(CUPLIKAN DOKUMEN)
■ ■ ■ ■
Ketahuilah saudaraku, sesungguhnya seorang mujahid sejati adalah orang yang menundukkan hawa nafsunya untuk melakukan ketaatan kepada Allah -termasuk di dalamnya adalah dengan memerangi orang kafir dengan cara yang benar-, bukan dengan melakukan perbuatan dosa dan pelanggaran. Rasulullah shallallahu ‘alaihi wa sallam bersabda, “Orang yang berjihad adalah orang yang berjuang menundukkan dirinya dalam ketaatan kepada Allah.” (HR. Ahmad, as-Shahihah [549] as-Syamilah). Maka jelaslah bahwa terorisme bukan jihad. Terorisme sama artinya dengan menimbulkan kekacauan dan kerusakan di muka bumi. Sementara Allah tidak menyukainya. Allah berfirman (yang artinya), “Janganlah kamu berbuat kerusakan di muka bumi, sesungguhnya Allah tidak menyukai orang-orang yang menebarkan kerusakan.” (QS. al-Qashash: 77)

Reaksi yang keliru
Sebagian orang yang telah termakan oleh pemberitaan media massa yang tidak tepat menganggap bahwa lelaki yang berjenggot dan bercelana di atas mata kaki atau perempuan yang mengenakan cadar adalah bagian dari jaringan teroris. Padahal, anggapan semacam itu adalah anggapan yang kekanak-kanakan.

Semata-mata memiliki jenggot atau mengenakan cadar jelas tidak ada hubungannya dengan terorisme. Tidakkah kita ingat bahwa Nabi Muhammad shallallahu ‘alaihi wa sallam memerintahkan kaum lelaki untuk memelihara jenggot? Nabi pun menegaskan bahwa mengenakan pakaian yang melebihi mata kaki adalah terlarang, sebagaimana disebutkan dalam hadits riwayat Bukhari. Tidakkah kita juga ingat bahwa para isteri Nabi pun mengenakan cadar? Apakah dengan penampilan seperti itu kemudian kita mengatakan bahwa Nabi dan isteri-isterinya terlibat dalam jaringan teroris?! Tentu saja anggapan yang demikian itu tadi adalah sesuatu yang terlalu berlebihan, bahkan mengada-ada.

Saudaraku sekalian, sesungguhnya kemuliaan Islam ini akan ternoda tatkala orang yang bukan ahlinya berbicara tentang ajaran agama. Tidakkah kita ingat firman Allah ta’ala (yang artinya), “Janganlah kamu mengikuti apa-apa yang kamu tidak memiliki ilmu tentangnya. Sesungguhnya pendengaran, penglihatan, dan hati, itu semua pasti akan dimintai pertanggungjawabannya.” (QS. al-Isra’: 36). Rasulullah shallallahu ‘alaihi wa sallam bersabda, “Akan datang kepada manusia tahun-tahun yang penuh dengan penipuan. Ketika itu pendusta dibenarkan sedangkan orang yang jujur malah didustakan, pengkhianat dipercaya sedangkan orang yang amanah justru dianggap sebagai pengkhianat. Pada saat itu Ruwaibidhah angkat bicara.” Ada yang bertanya, “Apa yang dimaksud Ruwaibidhah?”. Beliau menjawab, “Orang bodoh yang turut campur dalam urusan masyarakat luas.” (HR. Ibnu Majah, Shahihah [1887] as-Syamilah).
■ ■ ■ ■
(TUJUAN TUGAS A) Ubah paragraf dalam cuplikan dokumen yang diawali "Semata-mata memiliki jenggot" menjadi daftar poin singkat yang tetap memuat fakta utamanya.
(TUJUAN TUGAS B) Lanjutkan cuplikan dokumen tentang terorisme dan jihad ini, dimulai setelah kalimat terakhir yang ditampilkan.
Data yang disajikan sesudah ini tidak berhubungan dengan cuplikan dokumen di atas.
■ ■ ■ ■
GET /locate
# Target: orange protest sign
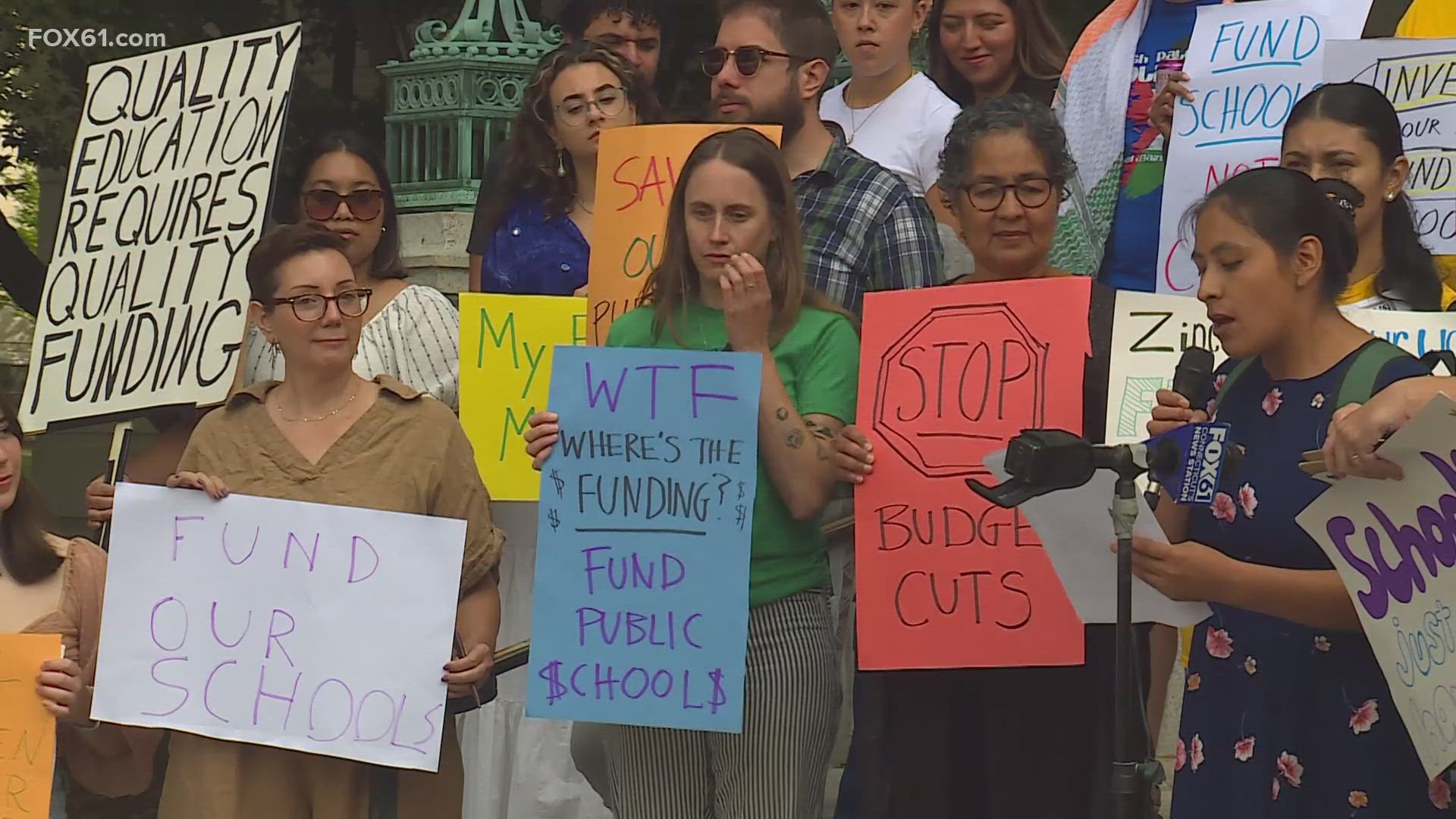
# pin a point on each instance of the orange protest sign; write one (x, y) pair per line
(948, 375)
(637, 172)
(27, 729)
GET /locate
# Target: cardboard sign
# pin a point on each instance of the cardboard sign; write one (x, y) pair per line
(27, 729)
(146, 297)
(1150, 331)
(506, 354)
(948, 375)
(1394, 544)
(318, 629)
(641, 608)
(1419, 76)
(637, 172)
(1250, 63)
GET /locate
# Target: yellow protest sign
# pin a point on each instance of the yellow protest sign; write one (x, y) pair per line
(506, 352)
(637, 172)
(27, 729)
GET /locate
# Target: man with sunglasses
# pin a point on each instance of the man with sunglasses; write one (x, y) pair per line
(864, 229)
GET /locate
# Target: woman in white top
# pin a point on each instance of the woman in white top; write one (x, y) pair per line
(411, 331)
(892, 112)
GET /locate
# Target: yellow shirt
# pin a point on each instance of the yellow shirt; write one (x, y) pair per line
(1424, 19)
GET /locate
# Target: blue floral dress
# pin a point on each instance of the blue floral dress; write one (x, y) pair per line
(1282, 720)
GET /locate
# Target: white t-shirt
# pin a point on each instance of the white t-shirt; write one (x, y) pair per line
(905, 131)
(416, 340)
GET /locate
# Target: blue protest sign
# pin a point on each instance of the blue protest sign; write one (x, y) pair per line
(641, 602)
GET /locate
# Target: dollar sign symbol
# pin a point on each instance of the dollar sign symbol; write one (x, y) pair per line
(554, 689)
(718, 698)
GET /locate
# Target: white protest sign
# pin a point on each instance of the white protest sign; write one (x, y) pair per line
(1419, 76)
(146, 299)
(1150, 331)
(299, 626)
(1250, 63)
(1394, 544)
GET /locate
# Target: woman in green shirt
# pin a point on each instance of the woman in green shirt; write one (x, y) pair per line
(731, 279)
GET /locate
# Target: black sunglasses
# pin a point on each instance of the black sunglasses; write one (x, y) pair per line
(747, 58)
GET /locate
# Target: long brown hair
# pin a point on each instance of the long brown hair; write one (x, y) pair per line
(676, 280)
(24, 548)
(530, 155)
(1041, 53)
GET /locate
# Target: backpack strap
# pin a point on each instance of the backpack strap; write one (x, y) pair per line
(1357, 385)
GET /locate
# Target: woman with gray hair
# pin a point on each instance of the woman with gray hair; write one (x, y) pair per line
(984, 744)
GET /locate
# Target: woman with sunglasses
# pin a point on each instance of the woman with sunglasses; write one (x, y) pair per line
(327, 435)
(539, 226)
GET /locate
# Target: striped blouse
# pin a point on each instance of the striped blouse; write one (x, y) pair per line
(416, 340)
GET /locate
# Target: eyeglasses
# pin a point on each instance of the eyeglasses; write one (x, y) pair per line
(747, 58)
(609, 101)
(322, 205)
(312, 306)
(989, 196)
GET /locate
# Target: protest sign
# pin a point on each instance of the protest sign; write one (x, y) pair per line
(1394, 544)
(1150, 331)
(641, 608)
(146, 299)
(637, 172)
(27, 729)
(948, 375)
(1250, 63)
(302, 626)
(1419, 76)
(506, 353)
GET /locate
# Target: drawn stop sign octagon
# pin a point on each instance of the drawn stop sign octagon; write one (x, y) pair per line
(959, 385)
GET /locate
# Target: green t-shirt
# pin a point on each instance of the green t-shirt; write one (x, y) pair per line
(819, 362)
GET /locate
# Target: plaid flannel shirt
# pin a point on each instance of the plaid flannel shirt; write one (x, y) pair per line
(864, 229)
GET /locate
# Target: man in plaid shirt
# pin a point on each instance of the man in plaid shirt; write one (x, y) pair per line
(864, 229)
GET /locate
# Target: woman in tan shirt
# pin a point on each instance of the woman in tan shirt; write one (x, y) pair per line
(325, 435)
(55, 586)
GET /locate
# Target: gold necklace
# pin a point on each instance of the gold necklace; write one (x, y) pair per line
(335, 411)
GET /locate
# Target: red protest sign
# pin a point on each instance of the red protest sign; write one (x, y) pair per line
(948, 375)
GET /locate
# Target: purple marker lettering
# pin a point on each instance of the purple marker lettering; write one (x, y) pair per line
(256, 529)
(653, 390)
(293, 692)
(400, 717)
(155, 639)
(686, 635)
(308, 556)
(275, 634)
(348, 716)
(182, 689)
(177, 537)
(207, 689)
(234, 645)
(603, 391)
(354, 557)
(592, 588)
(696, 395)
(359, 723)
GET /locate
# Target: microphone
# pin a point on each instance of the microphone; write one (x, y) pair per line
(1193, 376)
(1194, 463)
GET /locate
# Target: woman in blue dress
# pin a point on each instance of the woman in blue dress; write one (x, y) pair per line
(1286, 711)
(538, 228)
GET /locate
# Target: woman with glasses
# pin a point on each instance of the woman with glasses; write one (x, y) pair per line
■ ■ ■ ■
(JAWABAN YANG DIHARAPKAN A)
- Memiliki jenggot atau mengenakan cadar tidak ada hubungannya dengan terorisme.
- Nabi Muhammad memerintahkan kaum lelaki untuk memelihara jenggot.
- Nabi menegaskan bahwa mengenakan pakaian yang melebihi mata kaki terlarang (hadits riwayat Bukhari).
- Para isteri Nabi juga mengenakan cadar.
- Mengaitkan penampilan seperti itu dengan jaringan teroris berarti ikut menuduh Nabi dan isteri-isterinya; anggapan ini terlalu berlebihan, bahkan mengada-ada.

(JAWABAN YANG DIHARAPKAN B)
Tetaplah menimba ilmu dan mencari kebenaran
Dengan menyaksikan realita yang memilukan ini maka sudah semestinya kaum muslimin semakin meningkatkan semangat mereka untuk mengkaji ilmu agama dan berupaya untuk mengamalkannya. Sebab dengan cara itulah jalan ke surga akan menjadi mudah. Rasulullah shallallahu ‘alaihi wa sallam bersabda, “Barang siapa yang dikehendaki menjadi baik oleh Allah maka akan dipahamkan dalam urusan agamanya.” (HR. Bukhari dan Muslim). Beliau juga mengatakan, “Barang siapa yang menempuh suatu jalan dalam rangka menuntut ilmu -agama- maka Allah akan mudahkan baginya jalan ke surga.” (HR. Muslim). Untuk bisa membedakan apakah suatu bentuk pemahaman benar atau tidak maka ilmu agama sangat diperlukan. Siapa saja membutuhkannya, entah itu polisi, pejabat Negara, pedagang, guru, karyawan, maupun mahasiswa, tidak terkecuali para ustadz, da’i dan kyai.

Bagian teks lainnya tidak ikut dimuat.